--- SELECTED PASSAGE Enclosed Below ---
Prince Andrew
Andrew Mountbatten-Windsor's arrest, a first in Royal modern history. Flickr

The historic arrest of Andrew Mountbatten-Windsor on 19 February 2026 has pulled back the curtain on a man royal experts describe as 'dangerously out of touch' with his new reality.

Taken into custody on his 66th birthday, the man formerly known as Prince Andrew was questioned for 11 hours by Thames Valley Police over allegations of misconduct in public office.

The probe centres on 'explosive' documents from the 30 January 2026 Epstein file release, which reportedly show Andrew forwarding confidential government trade reports to convicted sex offender Jeffrey Epstein during his tenure as a UK trade envoy.

Despite being stripped of his HRH style, his Prince title, and his Dukedom by King Charles III in November 2025, Andrew reportedly remains convinced that his 'anointed' status should have shielded him from the law and regards the royal family's retreat from him as 'deeply unfair,' according to royal writer Andrew Lownie.

Lownie, author of Entitled: The Rise and Fall of the House of York, claims Andrew's primary emotion is not remorse, but a sense of deep unfairness.

Prince Andrew And The Collapse Of Protection

Lownie's portrait is not subtle and it is not kind. 'He still thinks he's anointed, that it's deeply unfair people have turned on him,' he told People, in the line that gives the whole episode its sting. It suggests a man less bewildered by scandal itself than by the fact that the old buffers, the family, the deference, the machinery of royal insulation, no longer seem willing or able to save him.​

That sense of grievance matters because it goes beyond embarrassment. Lownie describes Andrew as someone struggling with the loss of status after years inside what he (biographer) called a life of pampering, where identity and title were so closely fused that one could barely survive without the other.
--- End of Enclosed SELECTED PASSAGE ---
--- DATA UNDER STUDY Enclosed Below ---
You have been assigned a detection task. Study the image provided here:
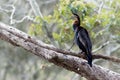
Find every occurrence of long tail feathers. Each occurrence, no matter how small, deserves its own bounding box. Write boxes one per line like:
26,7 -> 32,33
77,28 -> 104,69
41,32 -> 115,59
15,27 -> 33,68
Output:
87,52 -> 92,67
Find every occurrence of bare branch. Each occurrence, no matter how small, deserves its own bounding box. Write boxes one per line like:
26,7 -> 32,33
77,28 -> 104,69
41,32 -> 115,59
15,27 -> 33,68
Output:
0,23 -> 120,80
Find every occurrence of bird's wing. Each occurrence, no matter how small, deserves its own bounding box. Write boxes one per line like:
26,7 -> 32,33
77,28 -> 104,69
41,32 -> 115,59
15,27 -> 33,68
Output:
78,29 -> 92,51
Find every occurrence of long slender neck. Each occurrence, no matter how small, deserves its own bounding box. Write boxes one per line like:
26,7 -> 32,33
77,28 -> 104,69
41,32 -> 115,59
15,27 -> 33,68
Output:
77,15 -> 80,26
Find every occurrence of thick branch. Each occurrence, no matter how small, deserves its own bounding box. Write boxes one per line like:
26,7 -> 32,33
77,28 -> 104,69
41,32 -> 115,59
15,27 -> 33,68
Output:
0,23 -> 120,80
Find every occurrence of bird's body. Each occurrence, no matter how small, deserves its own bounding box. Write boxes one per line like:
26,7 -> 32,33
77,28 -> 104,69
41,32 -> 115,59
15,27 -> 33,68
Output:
73,14 -> 92,67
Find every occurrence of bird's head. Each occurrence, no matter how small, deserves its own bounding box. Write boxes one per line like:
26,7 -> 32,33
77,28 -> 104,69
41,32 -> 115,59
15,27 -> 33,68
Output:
72,12 -> 80,26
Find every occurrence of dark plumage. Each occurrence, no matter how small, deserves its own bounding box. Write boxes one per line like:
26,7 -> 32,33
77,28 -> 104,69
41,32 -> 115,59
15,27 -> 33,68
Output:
73,13 -> 92,67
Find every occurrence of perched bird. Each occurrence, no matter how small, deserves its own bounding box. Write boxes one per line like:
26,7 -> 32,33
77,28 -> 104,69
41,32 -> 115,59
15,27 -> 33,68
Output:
73,13 -> 92,67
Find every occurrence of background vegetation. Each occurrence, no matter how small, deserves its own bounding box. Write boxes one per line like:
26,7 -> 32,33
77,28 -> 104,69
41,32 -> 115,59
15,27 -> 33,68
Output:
0,0 -> 120,80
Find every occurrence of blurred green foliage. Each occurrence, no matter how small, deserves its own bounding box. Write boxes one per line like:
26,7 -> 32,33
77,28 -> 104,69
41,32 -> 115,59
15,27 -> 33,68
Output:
29,0 -> 120,48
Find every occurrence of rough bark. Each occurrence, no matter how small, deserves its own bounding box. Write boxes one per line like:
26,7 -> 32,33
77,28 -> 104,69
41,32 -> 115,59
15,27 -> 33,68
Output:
0,22 -> 120,80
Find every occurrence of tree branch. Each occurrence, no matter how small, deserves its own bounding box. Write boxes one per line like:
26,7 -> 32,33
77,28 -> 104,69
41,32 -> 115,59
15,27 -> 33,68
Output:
0,22 -> 120,80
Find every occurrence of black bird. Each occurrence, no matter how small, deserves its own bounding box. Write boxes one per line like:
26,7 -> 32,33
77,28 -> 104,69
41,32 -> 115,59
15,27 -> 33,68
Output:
73,13 -> 92,67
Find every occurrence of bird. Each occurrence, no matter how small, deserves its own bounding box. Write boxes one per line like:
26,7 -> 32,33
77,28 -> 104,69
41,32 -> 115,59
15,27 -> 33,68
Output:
72,12 -> 92,67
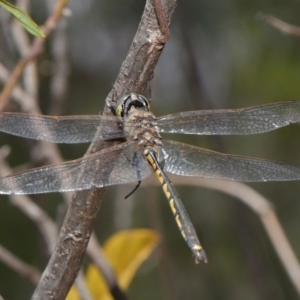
--- End of Enclosed DATA UNDER STUDY ---
#### BRIEF 1:
Write out the passage of the article on Andrew Mountbatten-Windsor's arrest starting with "The probe centres" and going on through "writer Andrew Lownie.".
#### BRIEF 2:
Shorten the paragraph in the article on Andrew Mountbatten-Windsor's arrest that begins "Despite being stripped of his HRH style," keeping its main facts.
#### BRIEF 3:
Proceed with the article on Andrew Mountbatten-Windsor's arrest from where it stops.
The items have nothing to do with these tasks.

#### ANSWER 1:
The probe centres on 'explosive' documents from the 30 January 2026 Epstein file release, which reportedly show Andrew forwarding confidential government trade reports to convicted sex offender Jeffrey Epstein during his tenure as a UK trade envoy.

Despite being stripped of his HRH style, his Prince title, and his Dukedom by King Charles III in November 2025, Andrew reportedly remains convinced that his 'anointed' status should have shielded him from the law and regards the royal family's retreat from him as 'deeply unfair,' according to royal writer Andrew Lownie.

#### ANSWER 2:
King Charles III stripped Andrew of his HRH style, Prince title and Dukedom in November 2025. Royal writer Andrew Lownie says Andrew reportedly still believes his 'anointed' status should have shielded him from the law and finds the royal family's retreat from him 'deeply unfair.'

#### ANSWER 3:
'He has been pampered all the way through his life, in this bubble,' Lownie said. 'Status is everything to him, it's his only sense of identity.'​

Andrew Still Measuring Life By Rank

Even so, the family dimension comes through clearly in Lownie's account, in which he says Andrew believed he and those around him could continue operating quietly, away from scrutiny, and that this confidence now looks badly misplaced.

'They thought they'd be able to operate like this under the radar,' Lownie said, before adding an even harsher judgement about the exploitation of royal status.​

Sarah Ferguson appears in that frame as well. The scrutiny of Andrew's former wife and her ties to Epstein and Maxwell has only deepened the sense that this was never a scandal confined to a single disgraced royal.

That broader shadow, Lownie argues, now hangs over Princess Beatrice and Princess Eugenie, who remain public figures while carrying the burden of their parents' notoriety.​

His description of the sisters is one of the few moments in the piece that feels less like palace analysis and more like family wreckage. 'They're caught between a rock and a hard place over loyalty to their parents and their future,' he said.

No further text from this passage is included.